Text for analysis:
╭──
The Many Types of Horses
There are many types of horses. Apart from breeds, horses can be classified as light horses, ponies or draft horses. These classifications are based on size, build, and use.
Types of Horses – Classification not breed
Light horses are 14-2 to 17 hands high (hand = 4 inches). These horses are used primarily for riding. The common light horses shown in 4-H and fairs are Quarter horses, Paints, Appaloosas, Arabians, Thoroughbreds and Grade horses.
Ponies are horses under 14-2 hands. Ponies are used for riding, pulling carts and pleasure.
Draft horses are 14-2 to 17-2 hands, but they are heavier than the light horse group. They can pull heavy loads because of their bulky bodies. Draft horse breeds include Belgians, Clydesdales and Percherons.
The two most popular breeds of ponies are Welsh and Shetland.
Types of Horses – BREEDS
Horses have been an integral part of civilization. Up until the early 1900s, the horse was a primary source of transportation and a source of power for most work. Today horses are used for recreation and pleasure. There are more than 5 million horses in the United States. Horses are used for racing, showing, working and pleasure. As a result of the various needs and preferences of people, many breeds have developed.
Each breed emphasizes the desirable traits needed or preferred by the horse owners. Horse breeds have developed on the basis of speed, work, color and showing. For a complete list of breeds go here.
Speed was the primary emphasis in the development of the thoroughbred and standard-bred breeds. Both breeds are used almost exclusively for racing; therefore, their criteria for selection is speed. As a result, the thoroughbred has developed into a tall, long-legged horse which can run very fast over long distances. The standard-bred is a horse that races at a trot; therefore, they are selected for their ability to trot extremely fast.
Quarter Horses race extensively but their original intent was to be fast in short distances for working cattle. Racing Quarter Horses are practically a breed within the Quarter Horse Association because of their selection for speed.
Draft horse breeds emphasize their ability to pull or carry large loads. As a result, the emphasis on size has developed a breed that has very large bulky bodies to enable them to pull heavy loads. Belgians, Clydesdales and Percherons are examples of the draft horse breeds. With the development of power equipment, these breeds have diminished considerably in the last few years.
Several breeds were developed strictly for the show ring. These breeds have a variety of body types and each has a different way of moving, based on the show ring emphasis. The four main divisions in the show ring are stock type, hunter type, saddle seat and gaited breeds. Quarter Horses, Paints and Appaloosas fit primarily in the stock horse breed section. However, these breeds show in hunter classes occasionally. Hunters are usually thoroughbred horses. The saddle seat division includes horses with high knee action and more animation in their movement such as walking horses or gaited breeds. The typical saddle seat breeds are Arabians and walking horse crosses such as the National Show Horse breed. Walking horses or gaited horses include Tennessee Walkers, Saddlebreds and Hackney Ponies. All of these breeds emphasize high knee action and animation.
Several breeds have developed based on the preference for color. These breeds include Paints, Appaloosas, Pintos and Palominos. Emphasis on color has slowed the improvement of other traits–conformation, speed, etc.–because many matings do not produce color.
╰──
Activity 1:
In the passage on horse types, translate this sentence into Spanish: "Ponies are used for riding, pulling carts and pleasure."
Activity 2:
Print the portion of the passage on horse types starting with "Several breeds have" and going on through "not produce color.".

Exercise data:
╭──
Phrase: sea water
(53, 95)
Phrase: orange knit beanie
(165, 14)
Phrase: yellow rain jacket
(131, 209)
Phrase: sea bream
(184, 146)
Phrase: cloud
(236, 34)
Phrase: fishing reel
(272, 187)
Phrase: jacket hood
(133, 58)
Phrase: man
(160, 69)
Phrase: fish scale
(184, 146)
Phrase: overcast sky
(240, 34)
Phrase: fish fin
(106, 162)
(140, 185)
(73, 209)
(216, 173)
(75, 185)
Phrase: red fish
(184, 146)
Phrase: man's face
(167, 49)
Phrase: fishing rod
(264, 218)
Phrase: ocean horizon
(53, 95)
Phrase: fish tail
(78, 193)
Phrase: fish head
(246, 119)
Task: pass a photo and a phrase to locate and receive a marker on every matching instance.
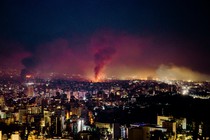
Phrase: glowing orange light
(28, 76)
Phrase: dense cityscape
(104, 70)
(34, 108)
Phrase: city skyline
(139, 39)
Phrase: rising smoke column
(102, 57)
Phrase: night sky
(107, 38)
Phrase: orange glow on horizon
(28, 76)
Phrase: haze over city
(101, 39)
╰──
Your solution 1:
Los ponis se usan para montar, tirar de carretas y por placer.

Your solution 2:
Several breeds have developed based on the preference for color. These breeds include Paints, Appaloosas, Pintos and Palominos. Emphasis on color has slowed the improvement of other traits–conformation, speed, etc.–because many matings do not produce color.